TASK PROMPT: Reproduce word for word the passage of the article on automakers' shift to electric vehicles, starting at "The Volkswagen Group, one" and ending at "economies of scale.".

EXCERPT TO READ:
[Start of section]
According to the EPA, transportation comprises 28% of total emissions output in the U.S., and the automotive sector produces up 82% of transportation sector emissions. In response to the growing threat of global climate change, state and federal governments are making policy changes, and automakers are changing their business models.
To meet proposed legislation, satisfy predicted consumer demand, and do their part to reduce carbon emissions, every manufacturer currently sells or plans to introduce hybrid, plug-in hybrid, and electric vehicles (EVs). But solving the problem isn't as simple as switching to EVs in a matter of years. Each company's approach varies.
Non-traditional startup companies like Lucid, Rivian, and Tesla are organized from the outset to produce nothing but EVs. For established automakers, the switch to electrification is more of a process.
Almost four years ago, Volvo announced its intention to electrify its entire fleet, and three months ago, the Swedish automaker said it would only sell electric vehicles by 2030. General Motors recently made huge waves by announcing their entire fleet of light-duty vehicles will be electric by 2035.
Meanwhile, Toyota is proceeding with more caution, aiming to sell more hybrid and plug-in hybrid vehicles in the near term rather than promise to deliver an all-electric fleet by a specific date. Toyota's concerns about the switch to EVs include affordability, infrastructure, battery manufacturing capacity, and sourcing the batteries' required materials.
BMW is also hesitant to place all of its chips on EVs. It said half of its fleet would be zero emissions by 2030. All of its Mini models will be fully electric by the early 2030s, and BMW promises to offer electrified drive systems in the majority of segments in which it competes. But when it comes to outright discontinuation of internal combustion engines (ICE), BMW will put a finger to the wind and let the market decide.
The Volkswagen Group, one of the biggest automakers globally, hasn't put a date on ending production of its ICE vehicles. However, it is pretty bullish on electrification. During its first Power Day conference, held in March 2021, it provided its roadmap to electrification.
Volkswagen's plans address some of the main reasons that consumers are hesitant about switching to EVs. Those concerns include:
- The additional cost of an EV compared to an ICE-powered vehicle
- Range anxiety
- Inconvenient recharging times
- Scarcity of charging stations
To control battery production and supply, Volkswagen also announced its plans to build six new factories and modernize two existing plants to manufacture batteries and cut costs by 50% through expected economies of scale.
Battery technology will also advance. Currently, most battery cells in EVs and smartphones are lithium-ion, which requires an electrolyte solution. However, VW discussed concept-phase solid-state batteries that can charge to 80% capacity in as little as 12 minutes while delivering 30% more range than liquid-type batteries. The solid-state batteries will also be smaller, lighter, and less likely to leak or overheat.
Volkswagen, through Electrify America, also plans to install 3,500 DC fast charging points in North America in 2021.
While the path to electrification varies depending on the car company, one thing is certain. This whole electric car thing? It's happening.
[End of section]
GIVEN INFORMATION:
[Start of section]
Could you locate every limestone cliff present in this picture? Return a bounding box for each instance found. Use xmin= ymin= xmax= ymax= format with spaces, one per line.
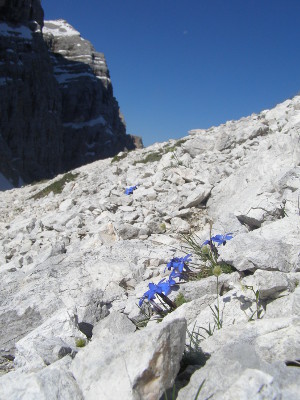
xmin=0 ymin=0 xmax=141 ymax=190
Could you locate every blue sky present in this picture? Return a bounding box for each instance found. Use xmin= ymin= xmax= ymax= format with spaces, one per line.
xmin=42 ymin=0 xmax=300 ymax=146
[End of section]
OUTPUT:
The Volkswagen Group, one of the biggest automakers globally, hasn't put a date on ending production of its ICE vehicles. However, it is pretty bullish on electrification. During its first Power Day conference, held in March 2021, it provided its roadmap to electrification.
Volkswagen's plans address some of the main reasons that consumers are hesitant about switching to EVs. Those concerns include:
- The additional cost of an EV compared to an ICE-powered vehicle
- Range anxiety
- Inconvenient recharging times
- Scarcity of charging stations
To control battery production and supply, Volkswagen also announced its plans to build six new factories and modernize two existing plants to manufacture batteries and cut costs by 50% through expected economies of scale.